**DESCRIPTION OF THE TASK**: An exact copy of the entries below is the expected answer.

**RECORDS SHOWN**:

=-=-=-=-=

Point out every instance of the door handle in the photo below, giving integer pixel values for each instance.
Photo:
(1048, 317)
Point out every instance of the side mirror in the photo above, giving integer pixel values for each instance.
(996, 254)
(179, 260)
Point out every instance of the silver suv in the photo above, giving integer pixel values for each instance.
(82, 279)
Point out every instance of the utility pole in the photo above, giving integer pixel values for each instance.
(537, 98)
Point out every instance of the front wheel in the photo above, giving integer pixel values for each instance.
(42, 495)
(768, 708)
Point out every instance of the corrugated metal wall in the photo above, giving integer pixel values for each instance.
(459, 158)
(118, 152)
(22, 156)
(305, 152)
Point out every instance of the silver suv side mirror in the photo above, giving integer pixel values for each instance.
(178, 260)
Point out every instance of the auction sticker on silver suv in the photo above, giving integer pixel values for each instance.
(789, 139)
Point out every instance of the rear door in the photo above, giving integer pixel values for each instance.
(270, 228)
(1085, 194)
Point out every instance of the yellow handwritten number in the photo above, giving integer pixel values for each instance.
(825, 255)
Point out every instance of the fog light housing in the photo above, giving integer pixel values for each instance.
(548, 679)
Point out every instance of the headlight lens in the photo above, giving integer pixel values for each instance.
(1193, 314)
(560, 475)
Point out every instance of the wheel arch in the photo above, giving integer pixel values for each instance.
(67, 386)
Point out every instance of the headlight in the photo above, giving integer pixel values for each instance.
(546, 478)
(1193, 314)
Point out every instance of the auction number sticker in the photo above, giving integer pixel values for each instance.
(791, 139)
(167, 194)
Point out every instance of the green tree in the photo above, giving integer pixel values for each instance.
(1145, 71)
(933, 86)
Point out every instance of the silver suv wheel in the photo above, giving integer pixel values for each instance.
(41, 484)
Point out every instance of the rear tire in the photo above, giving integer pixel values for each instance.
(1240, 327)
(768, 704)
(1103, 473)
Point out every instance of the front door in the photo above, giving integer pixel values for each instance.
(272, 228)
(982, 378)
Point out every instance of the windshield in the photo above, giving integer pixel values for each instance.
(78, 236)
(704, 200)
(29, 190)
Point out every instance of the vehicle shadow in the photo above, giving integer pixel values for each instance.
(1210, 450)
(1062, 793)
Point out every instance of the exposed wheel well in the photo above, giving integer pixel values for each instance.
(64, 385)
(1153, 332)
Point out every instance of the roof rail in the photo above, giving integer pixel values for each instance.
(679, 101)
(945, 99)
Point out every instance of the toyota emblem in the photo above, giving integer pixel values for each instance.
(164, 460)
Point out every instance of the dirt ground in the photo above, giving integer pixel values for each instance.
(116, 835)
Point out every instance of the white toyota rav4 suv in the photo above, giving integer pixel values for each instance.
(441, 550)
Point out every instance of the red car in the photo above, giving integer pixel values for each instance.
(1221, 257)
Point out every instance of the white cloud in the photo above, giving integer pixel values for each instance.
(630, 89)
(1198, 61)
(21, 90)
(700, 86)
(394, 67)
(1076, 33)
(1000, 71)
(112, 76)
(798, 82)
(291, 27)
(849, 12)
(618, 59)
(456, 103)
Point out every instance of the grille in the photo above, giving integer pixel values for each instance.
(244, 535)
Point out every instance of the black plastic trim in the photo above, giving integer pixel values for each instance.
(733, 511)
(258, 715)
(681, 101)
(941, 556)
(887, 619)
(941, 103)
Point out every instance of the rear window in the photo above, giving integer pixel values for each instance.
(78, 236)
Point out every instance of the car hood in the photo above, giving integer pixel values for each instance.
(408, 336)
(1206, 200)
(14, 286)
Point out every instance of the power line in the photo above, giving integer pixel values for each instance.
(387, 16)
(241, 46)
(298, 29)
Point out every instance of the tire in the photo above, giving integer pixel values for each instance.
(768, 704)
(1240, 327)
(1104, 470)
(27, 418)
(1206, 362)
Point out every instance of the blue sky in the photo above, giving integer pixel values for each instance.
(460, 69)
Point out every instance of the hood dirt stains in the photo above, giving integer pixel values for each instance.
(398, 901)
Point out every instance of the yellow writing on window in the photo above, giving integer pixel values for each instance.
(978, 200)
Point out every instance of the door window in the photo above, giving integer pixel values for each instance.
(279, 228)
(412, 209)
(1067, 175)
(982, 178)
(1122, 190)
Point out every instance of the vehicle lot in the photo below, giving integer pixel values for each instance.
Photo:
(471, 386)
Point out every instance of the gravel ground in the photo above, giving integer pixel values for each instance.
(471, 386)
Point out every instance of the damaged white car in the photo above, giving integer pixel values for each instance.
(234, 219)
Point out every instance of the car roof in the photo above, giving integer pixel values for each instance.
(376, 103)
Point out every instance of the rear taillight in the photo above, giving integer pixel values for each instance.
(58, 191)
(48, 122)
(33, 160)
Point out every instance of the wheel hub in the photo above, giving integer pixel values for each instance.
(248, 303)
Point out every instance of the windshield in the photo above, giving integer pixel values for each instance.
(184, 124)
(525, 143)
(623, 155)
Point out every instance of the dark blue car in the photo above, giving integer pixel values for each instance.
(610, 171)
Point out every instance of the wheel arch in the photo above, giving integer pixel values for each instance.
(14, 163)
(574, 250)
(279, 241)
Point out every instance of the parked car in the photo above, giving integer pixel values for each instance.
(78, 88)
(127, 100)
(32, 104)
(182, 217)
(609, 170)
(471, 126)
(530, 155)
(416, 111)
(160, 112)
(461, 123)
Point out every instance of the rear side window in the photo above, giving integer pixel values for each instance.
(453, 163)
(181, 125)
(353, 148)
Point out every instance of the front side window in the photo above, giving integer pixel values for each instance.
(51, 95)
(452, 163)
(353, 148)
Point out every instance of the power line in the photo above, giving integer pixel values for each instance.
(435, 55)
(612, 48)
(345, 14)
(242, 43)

=-=-=-=-=

**RESULT FOR THIS TASK**:
Point out every instance of the door handle in the photo below, giving integer pixel values for each instance.
Photo:
(1048, 317)
Point out every instance of the side mirror in the photo above, giving integer pixel values for each instance.
(996, 254)
(179, 260)
Point out every instance of the silver suv in the photo above, giving integer pixel values for each instance.
(82, 279)
Point out every instance of the utility pole in the photo above, giving integer pixel values for each instance.
(537, 98)
Point out every instance of the front wheel in the photo above, giving integer pixel values for each instance.
(42, 495)
(768, 708)
Point out every instance of the corrugated metal wall in the photo above, giving integer pixel values for each instance.
(459, 158)
(118, 152)
(22, 156)
(305, 152)
Point out every instance of the silver suv side mirror in the photo above, giving integer pixel values for each instance.
(178, 260)
Point out every instance of the auction sticker on silver suv in the photo above, giving integer pixel values for each instance.
(789, 139)
Point out every instance of the rear door in the photo above, giving integer pixel values for each instance.
(270, 228)
(1085, 194)
Point out every instance of the yellow handwritten number in the photo above, giving integer pixel values for each instance.
(825, 255)
Point out every instance of the fog light housing in the photo above, giving integer pixel values for each instance.
(548, 679)
Point out every instance of the headlight lens in the photo above, giving integer pixel values for each instance.
(1193, 314)
(560, 475)
Point out every instance of the wheel arch in the photo above, giving integer pixel values for each instance.
(67, 386)
Point out every instance of the headlight in the photo above, giving integer pixel values for each instance.
(546, 478)
(1193, 314)
Point out every instance of the auction number sticker in the photo above, giving integer pixel values for each instance.
(791, 139)
(167, 194)
Point out every instance of the green tree in the photo above, giving integer pixel values for each instance.
(1145, 71)
(933, 86)
Point out every instance of the silver suv wheel in the photo above, giving integer pixel values for each instance.
(41, 484)
Point out every instance of the rear tire in the photo above, giving integer pixel values for each instance.
(1240, 327)
(768, 704)
(1103, 473)
Point out every instance of the front door in the photo above, giving integer pixel values for each instance.
(272, 228)
(982, 378)
Point out every instance of the windshield in the photo above, giving integer pixel values for each instance.
(78, 236)
(704, 200)
(29, 190)
Point out every instance of the vehicle shadow in the photo above, giving integer pixel values for each instance.
(1210, 450)
(1062, 793)
Point out every instance of the exposed wheel well in the photo above, giving integer pixel values for each instance.
(64, 385)
(1153, 332)
Point out every instance of the roof rail in the photo above, giving integer pixel values for each instance.
(679, 101)
(945, 99)
Point out every instance of the toyota emblem in the photo above, giving integer pixel values for each instance.
(164, 460)
Point out every instance of the dirt ground in the photo above, giving integer pixel values for each instance.
(116, 835)
Point out every instance of the white toyota rav4 suv in the photo above, giving integer pixel values for each instance.
(441, 550)
Point out every instance of the red car in the photo above, giving integer pixel values for each instance.
(1221, 257)
Point out every instance of the white cloud in the photo above, giving integer pixel values for each instance.
(630, 89)
(1198, 61)
(21, 90)
(700, 86)
(394, 67)
(1076, 33)
(1000, 71)
(112, 76)
(798, 82)
(291, 27)
(849, 12)
(618, 59)
(456, 103)
Point out every instance of the grille in the photo above, giving integer pixel values for each instance.
(244, 535)
Point out every instance of the black plastic trim in the photo above, giving integer pixel values for each instance.
(733, 511)
(258, 715)
(681, 101)
(941, 556)
(887, 619)
(941, 103)
Point out every instance of the rear window in the photo above, giving integer pixel values for each instance.
(78, 236)
Point out every instance of the car hood in the photo above, giving integer pixel values for each instance.
(408, 336)
(1206, 200)
(14, 286)
Point out every instance of the power line in the photo above, giving integer pixel values for each instance.
(387, 16)
(241, 46)
(298, 29)
Point out every instance of the tire in the photo above, giving integer pixel values for each instance.
(768, 704)
(1240, 327)
(1104, 470)
(27, 418)
(1206, 362)
Point out every instance of the blue sky in the photo above, giving integer pixel values for each instance.
(460, 69)
Point out every instance of the hood dirt stains in the photo above, giving integer pixel values for each instance.
(398, 901)
Point out every instance of the yellow writing on window in the photo above, giving integer pixel values for each instance.
(978, 200)
Point out every instance of the door window in the photo above, giving integer pixel values for each instance.
(279, 228)
(412, 209)
(1067, 175)
(982, 178)
(1122, 190)
Point out every instance of the vehicle lot in the photo below, giving integer pixel values for each instance.
Photo:
(471, 386)
Point out every instance of the gravel ground in the photo above, giving integer pixel values for each instance.
(471, 386)
Point out every instance of the damaged white car in the photo above, giving integer pixel values for each instance.
(234, 219)
Point out every instance of the car roof in the photo above, giving integer pixel values for each instance.
(376, 103)
Point out every instance of the rear taillight in the photo above, giving integer pixel values for each instance.
(58, 191)
(48, 122)
(33, 160)
Point out every instance of the wheel hub in the photo above, giving integer pixel values for each instance.
(248, 303)
Point out every instance of the windshield in the photo above, giving integer pixel values for each instance.
(184, 124)
(525, 143)
(623, 155)
Point out every instance of the dark blue car in the photo above, giving integer pixel values for each instance.
(610, 171)
Point out every instance of the wheel arch in the photo above, giving integer pixel values for each instance.
(14, 163)
(574, 250)
(279, 241)
Point out every instance of the parked car in the photo above, giving integer pixel values for each instance.
(78, 88)
(127, 100)
(32, 104)
(182, 217)
(609, 170)
(471, 126)
(530, 155)
(416, 111)
(160, 112)
(461, 123)
Point out every instance of the rear side window in the photo above, giving integer pixel values for each instance.
(453, 163)
(181, 125)
(353, 148)
Point out every instance of the front side window in the photo above, giving integer pixel values for each instance.
(51, 95)
(452, 163)
(353, 148)
Point out every instance of the power line in the photo above, giving integer pixel values for each instance.
(435, 55)
(612, 48)
(345, 14)
(242, 43)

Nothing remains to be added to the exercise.